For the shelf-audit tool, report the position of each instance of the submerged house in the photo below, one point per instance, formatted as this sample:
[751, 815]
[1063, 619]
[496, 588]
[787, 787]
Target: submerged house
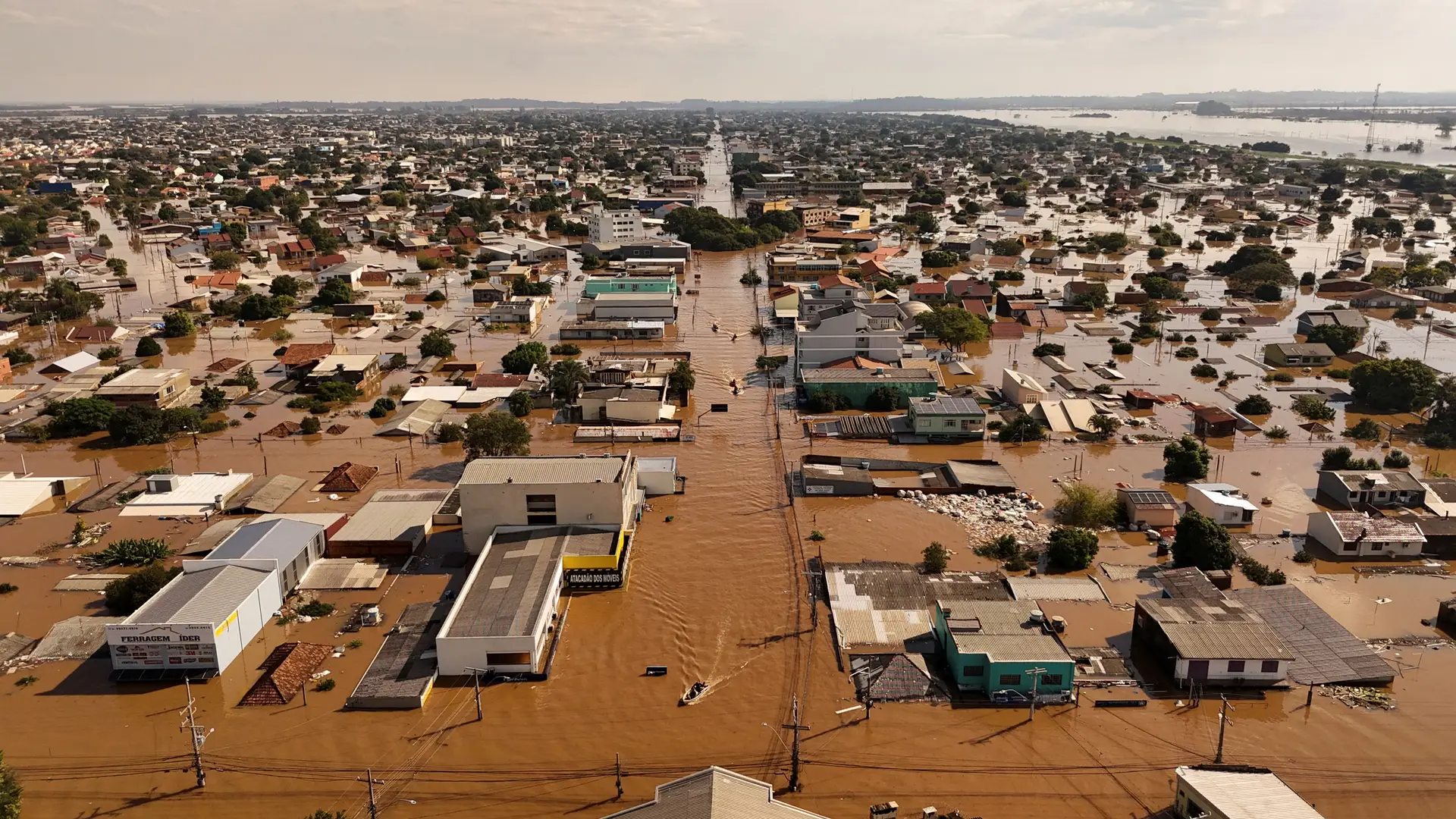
[998, 649]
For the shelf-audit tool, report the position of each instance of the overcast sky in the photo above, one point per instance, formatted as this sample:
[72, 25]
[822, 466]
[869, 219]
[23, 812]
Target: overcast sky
[667, 50]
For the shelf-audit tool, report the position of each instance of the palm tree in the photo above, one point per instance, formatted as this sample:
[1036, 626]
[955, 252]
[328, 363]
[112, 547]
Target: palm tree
[565, 378]
[1106, 426]
[682, 378]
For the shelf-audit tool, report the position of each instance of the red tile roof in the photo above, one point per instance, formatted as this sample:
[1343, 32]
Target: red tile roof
[497, 379]
[305, 353]
[348, 479]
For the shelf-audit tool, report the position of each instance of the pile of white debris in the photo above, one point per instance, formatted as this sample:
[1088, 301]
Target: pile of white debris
[987, 516]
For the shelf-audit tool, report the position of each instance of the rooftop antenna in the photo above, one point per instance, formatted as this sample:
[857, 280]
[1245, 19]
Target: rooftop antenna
[1375, 105]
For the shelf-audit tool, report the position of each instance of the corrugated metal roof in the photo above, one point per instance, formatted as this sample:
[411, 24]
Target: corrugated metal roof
[414, 420]
[1056, 589]
[511, 583]
[389, 521]
[196, 493]
[1216, 630]
[715, 793]
[280, 539]
[1005, 632]
[1247, 796]
[19, 496]
[1326, 651]
[210, 595]
[545, 469]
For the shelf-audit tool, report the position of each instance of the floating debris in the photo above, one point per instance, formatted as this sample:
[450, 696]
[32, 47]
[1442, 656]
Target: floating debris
[1357, 697]
[986, 515]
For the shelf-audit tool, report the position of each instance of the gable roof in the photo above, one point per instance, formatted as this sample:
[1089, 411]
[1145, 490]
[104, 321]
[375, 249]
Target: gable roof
[286, 670]
[348, 479]
[305, 353]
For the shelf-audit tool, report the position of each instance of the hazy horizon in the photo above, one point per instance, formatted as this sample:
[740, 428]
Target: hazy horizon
[175, 52]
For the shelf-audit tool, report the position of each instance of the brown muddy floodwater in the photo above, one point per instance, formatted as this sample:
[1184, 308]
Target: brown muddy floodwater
[714, 595]
[717, 594]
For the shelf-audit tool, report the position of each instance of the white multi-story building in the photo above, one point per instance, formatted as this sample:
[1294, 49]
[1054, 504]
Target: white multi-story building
[615, 226]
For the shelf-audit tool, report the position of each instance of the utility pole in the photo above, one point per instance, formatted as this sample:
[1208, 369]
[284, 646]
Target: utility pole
[794, 752]
[369, 779]
[1036, 678]
[1223, 722]
[475, 675]
[199, 735]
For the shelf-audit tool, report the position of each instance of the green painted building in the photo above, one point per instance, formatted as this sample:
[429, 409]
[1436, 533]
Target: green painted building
[992, 648]
[946, 419]
[599, 284]
[859, 384]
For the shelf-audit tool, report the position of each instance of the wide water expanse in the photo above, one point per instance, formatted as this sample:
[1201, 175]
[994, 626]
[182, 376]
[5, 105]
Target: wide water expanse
[1323, 137]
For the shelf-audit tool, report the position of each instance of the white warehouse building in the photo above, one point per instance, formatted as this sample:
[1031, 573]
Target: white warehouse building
[201, 620]
[197, 624]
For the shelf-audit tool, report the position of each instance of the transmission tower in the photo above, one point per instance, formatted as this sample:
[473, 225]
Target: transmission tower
[1375, 107]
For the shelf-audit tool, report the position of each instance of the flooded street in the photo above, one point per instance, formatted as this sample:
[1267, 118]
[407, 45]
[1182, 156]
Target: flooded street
[717, 592]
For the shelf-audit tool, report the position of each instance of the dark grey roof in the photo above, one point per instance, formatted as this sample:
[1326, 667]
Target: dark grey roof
[1216, 630]
[511, 583]
[545, 469]
[943, 406]
[1445, 488]
[281, 539]
[210, 595]
[1324, 651]
[1149, 497]
[400, 676]
[1188, 585]
[1388, 480]
[867, 375]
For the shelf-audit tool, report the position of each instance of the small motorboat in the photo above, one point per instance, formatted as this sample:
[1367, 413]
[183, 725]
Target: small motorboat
[693, 692]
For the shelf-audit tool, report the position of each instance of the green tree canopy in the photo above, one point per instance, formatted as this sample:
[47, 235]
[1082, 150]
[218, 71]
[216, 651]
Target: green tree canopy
[80, 417]
[128, 594]
[1071, 548]
[682, 378]
[1201, 542]
[178, 325]
[525, 356]
[1185, 460]
[1340, 338]
[1087, 506]
[437, 343]
[1394, 385]
[495, 435]
[334, 292]
[1021, 428]
[954, 327]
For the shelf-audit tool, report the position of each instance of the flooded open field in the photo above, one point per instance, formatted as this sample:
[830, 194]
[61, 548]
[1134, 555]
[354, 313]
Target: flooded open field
[717, 592]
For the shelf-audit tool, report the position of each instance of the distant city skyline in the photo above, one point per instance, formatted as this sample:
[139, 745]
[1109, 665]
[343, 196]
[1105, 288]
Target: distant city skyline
[753, 50]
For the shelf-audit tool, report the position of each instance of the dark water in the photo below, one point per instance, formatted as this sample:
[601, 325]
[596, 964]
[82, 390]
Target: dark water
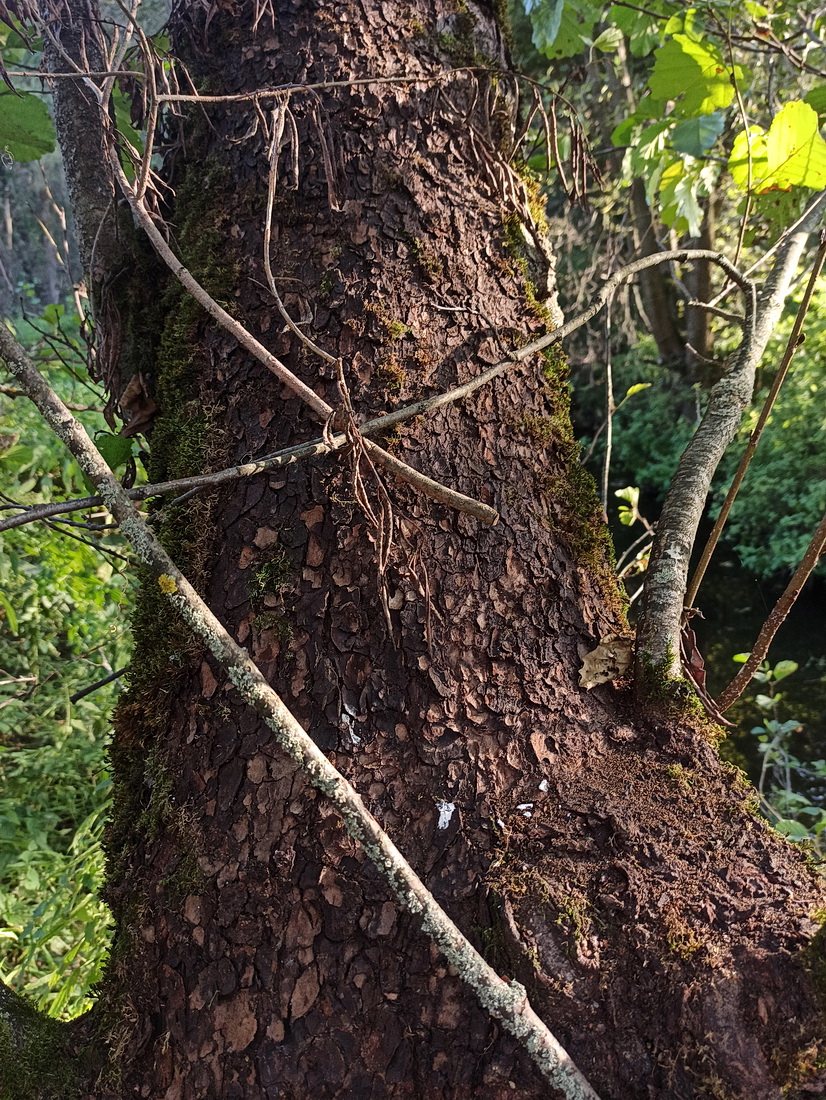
[735, 604]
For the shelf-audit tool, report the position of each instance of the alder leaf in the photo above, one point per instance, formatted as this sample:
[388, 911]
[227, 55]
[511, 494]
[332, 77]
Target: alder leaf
[695, 136]
[791, 154]
[114, 450]
[25, 129]
[695, 74]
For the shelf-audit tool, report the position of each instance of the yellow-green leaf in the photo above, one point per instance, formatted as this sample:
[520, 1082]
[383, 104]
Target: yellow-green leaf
[791, 154]
[695, 74]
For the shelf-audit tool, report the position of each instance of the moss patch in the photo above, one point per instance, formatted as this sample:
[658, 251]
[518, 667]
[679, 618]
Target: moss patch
[39, 1058]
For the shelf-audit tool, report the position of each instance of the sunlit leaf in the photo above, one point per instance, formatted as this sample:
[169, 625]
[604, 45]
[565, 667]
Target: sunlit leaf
[608, 41]
[26, 132]
[695, 136]
[791, 154]
[11, 618]
[114, 449]
[695, 74]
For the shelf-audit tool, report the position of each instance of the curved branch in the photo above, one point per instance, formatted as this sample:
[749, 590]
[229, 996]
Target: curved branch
[658, 633]
[505, 1001]
[391, 419]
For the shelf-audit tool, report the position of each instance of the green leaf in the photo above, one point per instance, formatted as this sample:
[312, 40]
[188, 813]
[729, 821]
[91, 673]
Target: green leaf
[643, 32]
[695, 136]
[679, 195]
[11, 618]
[608, 41]
[25, 129]
[546, 17]
[685, 22]
[791, 154]
[695, 74]
[561, 28]
[114, 449]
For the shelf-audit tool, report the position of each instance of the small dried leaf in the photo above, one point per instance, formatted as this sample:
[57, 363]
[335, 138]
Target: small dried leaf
[610, 660]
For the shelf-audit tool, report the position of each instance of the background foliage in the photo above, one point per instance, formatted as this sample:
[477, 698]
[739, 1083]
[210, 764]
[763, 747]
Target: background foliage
[704, 125]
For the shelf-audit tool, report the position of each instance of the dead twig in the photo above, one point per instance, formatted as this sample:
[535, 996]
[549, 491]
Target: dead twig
[775, 618]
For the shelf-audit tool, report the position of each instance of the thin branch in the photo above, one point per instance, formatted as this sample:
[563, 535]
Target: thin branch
[505, 1001]
[658, 633]
[325, 411]
[795, 339]
[100, 683]
[731, 318]
[775, 619]
[378, 425]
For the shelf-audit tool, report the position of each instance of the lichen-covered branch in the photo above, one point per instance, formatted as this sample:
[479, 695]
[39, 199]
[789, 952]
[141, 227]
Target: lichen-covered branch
┄┄┄┄┄┄┄┄┄┄┄┄┄┄┄┄┄┄┄┄
* **WORK INSTRUCTIONS**: If a line in the data above holds the string "lichen", report that line.

* **WORKED SOLUTION**:
For the shelf-audit tool, report the position of each instance of the lichen-covered branch in the photo above, one point per instance, formatted as this sample:
Target: lichen-covered branch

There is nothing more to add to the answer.